▶ **What is needed**
Write out, line for line, the records beginning with the line that contains "Where can the car" and continuing through the line that contains "point(358, 189)". Give those lines only.

Records of pointing to named objects:
'''
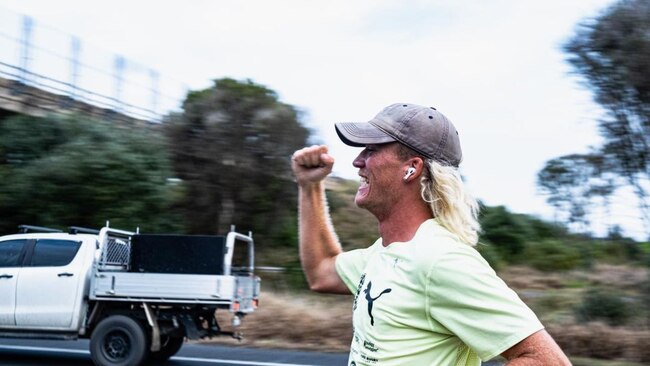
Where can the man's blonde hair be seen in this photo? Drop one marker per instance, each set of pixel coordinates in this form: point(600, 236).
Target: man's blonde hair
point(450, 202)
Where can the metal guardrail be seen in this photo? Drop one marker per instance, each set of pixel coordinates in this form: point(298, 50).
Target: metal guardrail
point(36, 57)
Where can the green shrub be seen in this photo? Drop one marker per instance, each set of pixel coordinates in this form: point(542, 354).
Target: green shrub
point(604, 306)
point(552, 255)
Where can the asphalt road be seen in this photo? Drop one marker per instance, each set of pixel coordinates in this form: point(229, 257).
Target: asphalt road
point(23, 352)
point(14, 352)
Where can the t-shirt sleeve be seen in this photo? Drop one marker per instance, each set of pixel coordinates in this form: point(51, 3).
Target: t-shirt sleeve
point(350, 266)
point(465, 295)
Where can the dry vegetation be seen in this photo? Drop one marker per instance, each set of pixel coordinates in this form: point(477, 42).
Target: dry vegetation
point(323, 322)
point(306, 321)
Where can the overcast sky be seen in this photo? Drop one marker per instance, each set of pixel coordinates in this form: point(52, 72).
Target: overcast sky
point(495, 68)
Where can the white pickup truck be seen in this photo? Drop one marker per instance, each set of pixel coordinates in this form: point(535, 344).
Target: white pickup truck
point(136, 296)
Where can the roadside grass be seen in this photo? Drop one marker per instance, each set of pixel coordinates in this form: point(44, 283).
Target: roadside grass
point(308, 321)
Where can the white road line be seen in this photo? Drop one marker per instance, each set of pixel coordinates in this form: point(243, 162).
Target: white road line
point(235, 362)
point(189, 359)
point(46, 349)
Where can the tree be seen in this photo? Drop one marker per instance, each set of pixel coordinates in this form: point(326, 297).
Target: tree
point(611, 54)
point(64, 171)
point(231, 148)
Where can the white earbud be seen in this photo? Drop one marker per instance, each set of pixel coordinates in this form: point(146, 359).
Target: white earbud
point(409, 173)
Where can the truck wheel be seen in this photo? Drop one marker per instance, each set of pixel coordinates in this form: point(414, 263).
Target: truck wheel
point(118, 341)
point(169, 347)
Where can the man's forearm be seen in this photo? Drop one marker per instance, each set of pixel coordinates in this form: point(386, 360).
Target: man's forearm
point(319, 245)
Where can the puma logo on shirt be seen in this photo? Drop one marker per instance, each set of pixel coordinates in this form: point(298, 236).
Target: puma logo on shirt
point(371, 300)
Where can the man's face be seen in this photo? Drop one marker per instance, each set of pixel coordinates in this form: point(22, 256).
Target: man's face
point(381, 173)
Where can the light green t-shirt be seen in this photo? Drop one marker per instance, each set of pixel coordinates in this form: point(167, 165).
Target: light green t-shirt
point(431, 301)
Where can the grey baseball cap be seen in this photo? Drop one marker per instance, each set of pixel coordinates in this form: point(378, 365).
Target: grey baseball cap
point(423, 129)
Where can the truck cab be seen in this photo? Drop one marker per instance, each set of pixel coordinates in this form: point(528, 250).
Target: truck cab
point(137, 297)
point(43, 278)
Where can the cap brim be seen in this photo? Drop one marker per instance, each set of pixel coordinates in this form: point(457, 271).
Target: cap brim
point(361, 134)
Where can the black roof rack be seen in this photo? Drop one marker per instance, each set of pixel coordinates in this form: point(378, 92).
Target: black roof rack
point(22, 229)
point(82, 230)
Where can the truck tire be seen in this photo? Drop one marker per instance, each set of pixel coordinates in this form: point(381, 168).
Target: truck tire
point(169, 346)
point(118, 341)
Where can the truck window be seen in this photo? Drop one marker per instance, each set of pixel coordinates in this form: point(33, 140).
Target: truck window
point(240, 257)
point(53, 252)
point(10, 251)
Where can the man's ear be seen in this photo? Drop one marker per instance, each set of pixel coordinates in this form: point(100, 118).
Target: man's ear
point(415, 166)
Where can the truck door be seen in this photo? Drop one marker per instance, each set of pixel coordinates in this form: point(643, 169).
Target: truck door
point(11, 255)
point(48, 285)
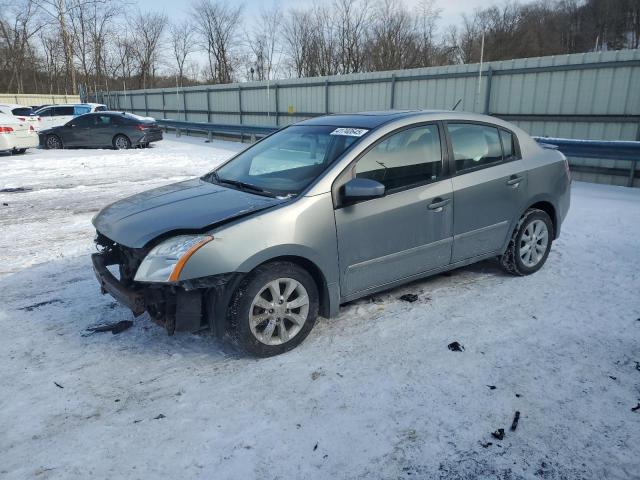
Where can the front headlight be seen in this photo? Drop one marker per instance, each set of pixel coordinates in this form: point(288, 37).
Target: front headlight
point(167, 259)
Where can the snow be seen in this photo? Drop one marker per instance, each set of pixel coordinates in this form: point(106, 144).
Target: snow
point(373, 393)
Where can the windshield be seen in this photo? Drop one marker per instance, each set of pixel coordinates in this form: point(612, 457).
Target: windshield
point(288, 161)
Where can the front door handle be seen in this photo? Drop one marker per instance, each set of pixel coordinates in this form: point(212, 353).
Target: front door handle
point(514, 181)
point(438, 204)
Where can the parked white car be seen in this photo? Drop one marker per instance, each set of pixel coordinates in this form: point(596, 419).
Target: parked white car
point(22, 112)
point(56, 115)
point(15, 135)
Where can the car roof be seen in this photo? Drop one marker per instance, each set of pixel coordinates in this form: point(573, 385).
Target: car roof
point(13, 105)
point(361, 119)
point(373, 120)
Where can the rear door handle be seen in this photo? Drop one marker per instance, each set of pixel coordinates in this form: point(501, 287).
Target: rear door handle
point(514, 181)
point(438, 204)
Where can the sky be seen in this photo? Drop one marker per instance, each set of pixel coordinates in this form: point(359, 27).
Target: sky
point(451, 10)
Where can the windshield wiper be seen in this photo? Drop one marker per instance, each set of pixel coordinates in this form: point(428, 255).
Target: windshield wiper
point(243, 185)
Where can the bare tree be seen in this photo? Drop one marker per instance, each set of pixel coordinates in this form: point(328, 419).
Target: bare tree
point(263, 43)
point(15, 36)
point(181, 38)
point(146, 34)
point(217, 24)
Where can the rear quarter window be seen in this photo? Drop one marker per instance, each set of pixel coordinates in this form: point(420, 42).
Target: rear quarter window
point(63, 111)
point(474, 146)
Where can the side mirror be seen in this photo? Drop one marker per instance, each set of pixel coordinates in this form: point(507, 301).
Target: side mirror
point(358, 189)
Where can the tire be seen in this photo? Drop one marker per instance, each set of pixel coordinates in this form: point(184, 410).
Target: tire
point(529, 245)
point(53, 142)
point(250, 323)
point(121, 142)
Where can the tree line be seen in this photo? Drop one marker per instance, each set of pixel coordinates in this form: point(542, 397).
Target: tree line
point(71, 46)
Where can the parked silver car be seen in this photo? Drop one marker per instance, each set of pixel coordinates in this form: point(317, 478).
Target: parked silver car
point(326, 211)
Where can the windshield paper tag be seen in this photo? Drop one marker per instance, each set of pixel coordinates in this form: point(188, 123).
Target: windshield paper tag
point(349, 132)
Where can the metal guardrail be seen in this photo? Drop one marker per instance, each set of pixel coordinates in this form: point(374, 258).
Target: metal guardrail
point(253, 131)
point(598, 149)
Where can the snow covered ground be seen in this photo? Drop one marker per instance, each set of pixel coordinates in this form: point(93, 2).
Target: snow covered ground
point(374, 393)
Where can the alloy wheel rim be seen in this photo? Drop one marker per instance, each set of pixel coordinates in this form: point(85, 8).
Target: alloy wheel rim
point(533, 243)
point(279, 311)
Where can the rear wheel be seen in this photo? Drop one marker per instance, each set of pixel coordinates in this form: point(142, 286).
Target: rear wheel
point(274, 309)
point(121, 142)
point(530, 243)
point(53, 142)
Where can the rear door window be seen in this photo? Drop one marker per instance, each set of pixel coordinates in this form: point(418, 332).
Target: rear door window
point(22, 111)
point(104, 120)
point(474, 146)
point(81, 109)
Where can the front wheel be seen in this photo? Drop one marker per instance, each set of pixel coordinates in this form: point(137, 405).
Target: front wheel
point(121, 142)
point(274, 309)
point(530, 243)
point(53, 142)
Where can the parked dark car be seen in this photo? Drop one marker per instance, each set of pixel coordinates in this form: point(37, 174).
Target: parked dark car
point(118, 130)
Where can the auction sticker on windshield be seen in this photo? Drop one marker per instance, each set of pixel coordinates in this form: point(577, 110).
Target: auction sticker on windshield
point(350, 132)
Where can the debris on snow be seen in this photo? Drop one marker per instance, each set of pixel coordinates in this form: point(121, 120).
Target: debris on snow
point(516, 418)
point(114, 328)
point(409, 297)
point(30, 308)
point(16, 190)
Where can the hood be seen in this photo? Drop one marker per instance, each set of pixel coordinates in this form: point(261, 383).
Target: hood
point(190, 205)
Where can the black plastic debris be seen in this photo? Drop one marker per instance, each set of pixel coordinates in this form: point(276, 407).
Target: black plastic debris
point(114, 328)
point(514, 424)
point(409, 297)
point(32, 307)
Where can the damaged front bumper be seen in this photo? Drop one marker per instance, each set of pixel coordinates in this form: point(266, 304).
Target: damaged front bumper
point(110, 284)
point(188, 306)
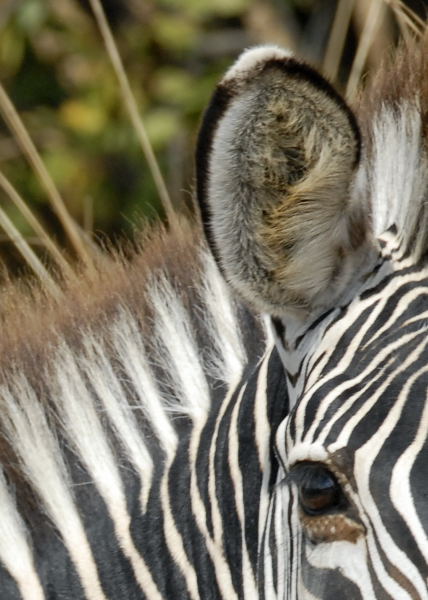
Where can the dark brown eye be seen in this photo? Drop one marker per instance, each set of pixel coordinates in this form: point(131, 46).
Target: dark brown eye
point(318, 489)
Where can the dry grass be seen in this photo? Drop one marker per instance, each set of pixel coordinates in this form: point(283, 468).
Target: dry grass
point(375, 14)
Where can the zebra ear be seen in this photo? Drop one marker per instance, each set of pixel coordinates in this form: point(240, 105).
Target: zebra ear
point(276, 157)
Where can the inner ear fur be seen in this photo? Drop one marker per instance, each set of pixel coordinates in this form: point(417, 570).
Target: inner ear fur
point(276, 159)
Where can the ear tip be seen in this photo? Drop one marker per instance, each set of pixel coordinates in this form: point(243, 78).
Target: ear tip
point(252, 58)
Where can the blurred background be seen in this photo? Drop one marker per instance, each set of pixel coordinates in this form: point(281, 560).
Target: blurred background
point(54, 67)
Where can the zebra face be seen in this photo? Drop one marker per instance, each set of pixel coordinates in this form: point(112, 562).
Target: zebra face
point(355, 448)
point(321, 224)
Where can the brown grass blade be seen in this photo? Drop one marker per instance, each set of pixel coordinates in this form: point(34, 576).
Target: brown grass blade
'''
▶ **Response**
Where can the car roof be seen in this photo? Drop one marker per instance, each set of pixel coordinates in this form: point(573, 385).
Target: car roof
point(13, 105)
point(361, 119)
point(373, 120)
Where can the rear door handle be seen in this photo? Drop one marker per instance, each set of pixel coordinates in this form: point(501, 287).
Target: rear door handle
point(514, 181)
point(438, 204)
Where can the sky be seen in this photo? Drop one marker per instance, each set of pixel coordinates in this form: point(359, 27).
Target: sky
point(451, 10)
Where can the windshield wiper be seen in this photo? Drop one marker per instance, each set of pixel coordinates in this form: point(428, 255).
Target: windshield wiper
point(243, 185)
Where can the bare tree be seen in this photo? Drop one marker per instance, each set of pixel coordinates in this form: point(328, 419).
Target: bare tree
point(263, 43)
point(15, 36)
point(181, 38)
point(146, 34)
point(217, 24)
Where can the rear quarter window be seen in this photo? Drop one marker per instance, each set of pixel coordinates in this form: point(420, 42).
Target: rear quarter window
point(63, 111)
point(474, 146)
Where can the side mirror be seen in this photo? Drop one marker per instance, each set of pixel coordinates in this form: point(507, 301).
Target: side mirror
point(358, 189)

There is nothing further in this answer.